**Exercise directions**
All lines holding the word "target" should be located in the records and copied.

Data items
○ ○ ○ ○ ○ ○ ○

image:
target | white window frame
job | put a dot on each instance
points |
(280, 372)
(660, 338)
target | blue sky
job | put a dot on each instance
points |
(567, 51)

○ ○ ○ ○ ○ ○ ○

**Task solution**
target | white window frame
target | blue sky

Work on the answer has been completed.